Assigned task
When every entry has been read, print each one back exactly.

Raw data
--- START ---

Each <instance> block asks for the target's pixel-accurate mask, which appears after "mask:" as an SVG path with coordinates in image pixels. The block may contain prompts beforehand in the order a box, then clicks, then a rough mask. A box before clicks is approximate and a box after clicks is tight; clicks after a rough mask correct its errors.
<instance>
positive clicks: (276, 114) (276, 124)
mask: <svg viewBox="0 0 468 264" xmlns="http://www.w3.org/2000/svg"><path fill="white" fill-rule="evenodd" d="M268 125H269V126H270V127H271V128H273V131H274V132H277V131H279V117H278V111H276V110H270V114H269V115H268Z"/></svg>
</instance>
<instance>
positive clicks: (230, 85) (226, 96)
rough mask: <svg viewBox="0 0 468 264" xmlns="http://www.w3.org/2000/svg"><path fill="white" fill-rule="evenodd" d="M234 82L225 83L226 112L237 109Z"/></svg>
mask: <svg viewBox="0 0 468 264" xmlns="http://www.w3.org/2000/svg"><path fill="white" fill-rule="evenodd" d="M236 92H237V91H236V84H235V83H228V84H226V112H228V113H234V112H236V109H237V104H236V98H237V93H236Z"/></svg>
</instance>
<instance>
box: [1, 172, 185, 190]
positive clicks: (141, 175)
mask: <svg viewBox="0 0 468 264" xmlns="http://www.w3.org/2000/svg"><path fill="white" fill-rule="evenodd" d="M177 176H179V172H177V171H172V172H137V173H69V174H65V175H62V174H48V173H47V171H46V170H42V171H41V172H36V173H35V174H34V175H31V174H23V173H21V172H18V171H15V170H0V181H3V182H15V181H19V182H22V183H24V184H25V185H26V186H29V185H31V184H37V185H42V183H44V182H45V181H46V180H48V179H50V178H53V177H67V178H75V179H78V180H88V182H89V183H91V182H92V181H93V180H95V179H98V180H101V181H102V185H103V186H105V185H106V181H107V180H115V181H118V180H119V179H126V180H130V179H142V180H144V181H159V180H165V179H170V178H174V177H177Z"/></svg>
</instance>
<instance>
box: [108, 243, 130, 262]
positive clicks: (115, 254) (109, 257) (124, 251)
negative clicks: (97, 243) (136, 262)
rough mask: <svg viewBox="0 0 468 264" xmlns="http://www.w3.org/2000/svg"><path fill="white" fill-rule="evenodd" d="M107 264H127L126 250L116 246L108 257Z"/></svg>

--- END ---

Answer to this problem
Each <instance> block asks for the target's pixel-accurate mask, which appears after "mask:" as an SVG path with coordinates in image pixels. The block may contain prompts beforehand in the order a box, then clicks, then a rough mask. A box before clicks is approximate and a box after clicks is tight; clicks after a rough mask correct its errors.
<instance>
positive clicks: (276, 114) (276, 124)
mask: <svg viewBox="0 0 468 264" xmlns="http://www.w3.org/2000/svg"><path fill="white" fill-rule="evenodd" d="M268 125H269V126H270V127H271V128H273V131H274V132H277V131H279V117H278V111H276V110H270V114H269V115H268Z"/></svg>
</instance>
<instance>
positive clicks: (230, 85) (226, 96)
rough mask: <svg viewBox="0 0 468 264" xmlns="http://www.w3.org/2000/svg"><path fill="white" fill-rule="evenodd" d="M234 82L225 83L226 112L237 109Z"/></svg>
mask: <svg viewBox="0 0 468 264" xmlns="http://www.w3.org/2000/svg"><path fill="white" fill-rule="evenodd" d="M236 92H237V91H236V84H235V83H228V84H226V112H228V113H234V112H236V109H237V104H236V98H237V93H236Z"/></svg>
</instance>
<instance>
box: [1, 172, 185, 190]
positive clicks: (141, 175)
mask: <svg viewBox="0 0 468 264" xmlns="http://www.w3.org/2000/svg"><path fill="white" fill-rule="evenodd" d="M177 176H179V172H177V171H172V172H137V173H69V174H65V175H62V174H48V173H47V171H46V170H42V171H41V172H36V173H35V174H34V175H31V174H23V173H21V172H18V171H15V170H0V181H3V182H15V181H19V182H22V183H24V184H25V185H26V186H29V185H31V184H37V185H42V183H44V182H45V181H46V180H48V179H50V178H53V177H67V178H75V179H78V180H88V182H89V183H91V182H92V181H93V180H95V179H98V180H101V181H102V185H103V186H105V185H106V181H107V180H115V181H118V180H119V179H126V180H130V179H142V180H144V181H159V180H165V179H170V178H174V177H177Z"/></svg>
</instance>
<instance>
box: [108, 243, 130, 262]
positive clicks: (115, 254) (109, 257) (124, 251)
negative clicks: (97, 243) (136, 262)
rough mask: <svg viewBox="0 0 468 264" xmlns="http://www.w3.org/2000/svg"><path fill="white" fill-rule="evenodd" d="M107 264H127L126 250L116 246L108 257Z"/></svg>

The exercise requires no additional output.